Categories
Beyond the Arc Sports

Monday Three Pointer: Lineups, Abadi, and Heat, Oh My!

Larry Kuzniewski

Zach Randolph came off the bench Sunday evening against the Heat.

After a week of having a lot of things to talk about, the Grizzlies responded by giving us even more to talk about (and this post doesn’t even really cover the Grizzlies’ horrifying loss to the Hornets on Friday night, in which they blew a double-digit lead to lose a 24 point game to a Charlotte team that pick-and-rolled them to death in front of the whole world.

So, here we go, with the first Monday Three Pointer in a while, and we’re going to talk about the new look starting lineup the Grizzlies rolled out last night in Miami, we’re going to (briefly) talk about Joe Abadi and the Grizzlies’ front office, and we’re going to talk about the Grizzlies’ last-second loss to the Miami Heat last night.

Larry Kuzniewski

The Starting Lineup

Last night against the Miami Heat, Dave Joerger tried something that had probably been brewing in some form or another for a while now: a change to the starting lineup. On the floor for the opening tip for the Grizzlies? Mike Conley, Courtney Lee, Matt Barnes, Jeff Green, and Marc Gasol. That’s right—for the first time in a long time1, Zach Randolph came off the bench for the Grizzlies, and Tony Allen was moved out of the starting lineup, too. Allen ended up sitting out the game with a knee injury suffered during warmups (after the lineup change).

▶ _Source data_
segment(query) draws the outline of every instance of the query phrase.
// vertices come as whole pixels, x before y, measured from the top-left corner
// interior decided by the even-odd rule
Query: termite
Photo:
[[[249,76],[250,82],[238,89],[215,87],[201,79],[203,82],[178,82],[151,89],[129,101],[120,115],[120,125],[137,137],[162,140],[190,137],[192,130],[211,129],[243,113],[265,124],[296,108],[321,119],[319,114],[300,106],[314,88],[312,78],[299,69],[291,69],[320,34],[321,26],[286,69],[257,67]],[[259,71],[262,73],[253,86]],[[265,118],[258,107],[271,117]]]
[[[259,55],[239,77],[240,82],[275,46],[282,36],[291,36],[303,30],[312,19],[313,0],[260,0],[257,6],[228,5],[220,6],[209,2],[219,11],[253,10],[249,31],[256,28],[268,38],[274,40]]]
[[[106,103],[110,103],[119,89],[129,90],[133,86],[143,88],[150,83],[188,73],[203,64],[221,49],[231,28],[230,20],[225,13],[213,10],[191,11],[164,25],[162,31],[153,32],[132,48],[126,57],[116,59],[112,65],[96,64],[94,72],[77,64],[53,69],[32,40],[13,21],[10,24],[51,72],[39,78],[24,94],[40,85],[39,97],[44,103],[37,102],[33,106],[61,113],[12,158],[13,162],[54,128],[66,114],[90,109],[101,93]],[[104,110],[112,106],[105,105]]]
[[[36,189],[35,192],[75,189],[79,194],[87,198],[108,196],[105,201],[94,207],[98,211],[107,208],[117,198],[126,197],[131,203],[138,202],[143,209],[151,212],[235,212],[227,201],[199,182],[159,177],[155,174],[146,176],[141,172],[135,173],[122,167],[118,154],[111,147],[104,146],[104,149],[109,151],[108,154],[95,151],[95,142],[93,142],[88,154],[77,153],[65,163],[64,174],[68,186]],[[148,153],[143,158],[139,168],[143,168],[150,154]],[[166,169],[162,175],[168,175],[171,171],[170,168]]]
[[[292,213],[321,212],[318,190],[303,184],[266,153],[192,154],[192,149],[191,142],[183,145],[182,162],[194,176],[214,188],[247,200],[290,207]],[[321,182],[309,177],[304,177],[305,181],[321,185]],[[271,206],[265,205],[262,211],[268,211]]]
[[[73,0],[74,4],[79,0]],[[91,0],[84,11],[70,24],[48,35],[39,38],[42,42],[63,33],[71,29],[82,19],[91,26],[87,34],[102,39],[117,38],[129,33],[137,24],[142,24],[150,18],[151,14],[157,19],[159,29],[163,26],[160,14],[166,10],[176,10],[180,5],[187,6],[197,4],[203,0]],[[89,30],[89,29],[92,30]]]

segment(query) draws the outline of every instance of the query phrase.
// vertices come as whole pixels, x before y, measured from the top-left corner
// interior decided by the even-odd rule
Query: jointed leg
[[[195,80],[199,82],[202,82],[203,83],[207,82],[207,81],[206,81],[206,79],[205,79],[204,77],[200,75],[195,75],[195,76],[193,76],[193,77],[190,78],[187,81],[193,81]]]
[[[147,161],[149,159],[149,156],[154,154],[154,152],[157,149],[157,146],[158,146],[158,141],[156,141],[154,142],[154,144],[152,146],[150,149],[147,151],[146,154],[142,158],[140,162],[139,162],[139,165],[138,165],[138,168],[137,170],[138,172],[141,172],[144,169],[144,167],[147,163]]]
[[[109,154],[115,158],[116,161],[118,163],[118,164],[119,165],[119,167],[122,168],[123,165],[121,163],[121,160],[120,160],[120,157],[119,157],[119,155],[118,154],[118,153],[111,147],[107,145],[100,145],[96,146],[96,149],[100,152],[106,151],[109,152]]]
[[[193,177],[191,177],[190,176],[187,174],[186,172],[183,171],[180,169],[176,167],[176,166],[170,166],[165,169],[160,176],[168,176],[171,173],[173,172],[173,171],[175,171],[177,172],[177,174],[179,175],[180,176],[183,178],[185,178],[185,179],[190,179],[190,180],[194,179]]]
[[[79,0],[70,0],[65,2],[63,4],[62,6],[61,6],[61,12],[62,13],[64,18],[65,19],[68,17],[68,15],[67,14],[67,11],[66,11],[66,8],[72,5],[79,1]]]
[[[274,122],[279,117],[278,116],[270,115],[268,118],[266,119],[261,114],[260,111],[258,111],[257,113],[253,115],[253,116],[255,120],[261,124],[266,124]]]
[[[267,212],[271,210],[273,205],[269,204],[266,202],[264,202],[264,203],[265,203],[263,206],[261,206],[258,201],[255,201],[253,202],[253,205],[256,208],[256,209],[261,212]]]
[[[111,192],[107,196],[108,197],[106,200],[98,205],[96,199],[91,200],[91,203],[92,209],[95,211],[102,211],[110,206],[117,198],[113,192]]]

▶ _ACTIONS TO TAKE_
a: Reproduce the Grizzlies post verbatim, starting at the words "So, here we" and ending after "Heat last night.".
b: Which five players does the Grizzlies post name as on the floor for the opening tip against the Heat?
c: Extend the Grizzlies post past its final sentence.
The listing has no connection to the Grizzlies post.

▶ _THE RESULTS_
a:
So, here we go, with the first Monday Three Pointer in a while, and we’re going to talk about the new look starting lineup the Grizzlies rolled out last night in Miami, we’re going to (briefly) talk about Joe Abadi and the Grizzlies’ front office, and we’re going to talk about the Grizzlies’ last-second loss to the Miami Heat last night.

b: Mike Conley, Courtney Lee, Matt Barnes, Jeff Green, and Marc Gasol.

c:
Situationally—that is, whether it was intended to be a long-term move or not—the move made sense against the Miami Heat. Z-Bo would’ve had bad matchups on both ends of the floor against Miami’s starting unit, being guarded by Hassan Whiteside on the offensive end (and probably paying for it by getting his shot blocked early and often) and then having to guard Chris Bosh all the way out to the three point line on the defensive end. Randolph has still been an effective player this year, but he’s clearly diminished a little bit, and lining up his minutes so they came against Justise Winslow and Udonis Haslem instead of Whiteside and Bosh was pretty indisputably the right move.

For Allen’s part, it’s easy to see that Courtney Lee (generally) does better offensively as a starter, and early offense has been a struggle with the Allen/Green matchup. What Joerger ended up doing was inserting Matt Barnes into Zach Randolph’s place in the lineup, playing Green as a power forward on offense but then having Barnes guard Bosh on the other end. A smart lineup decision that paid off in spades early, as the Grizzlies put on a solid performance through the first three quarters.

[jump]
Larry Kuzniewski

Joerger said postgame that the Grizzlies are “going to play this way for a while.” The league is trending smaller right now, in general, and when Gasol and Randolph are in top form that usually works to the Grizzlies’ advantage. But as Randolph ages, his defense has suffered mightily against stretchy 4’s who can pull him away from the basket, and allowing Barnes to take some of those matchups is a step in the right direction.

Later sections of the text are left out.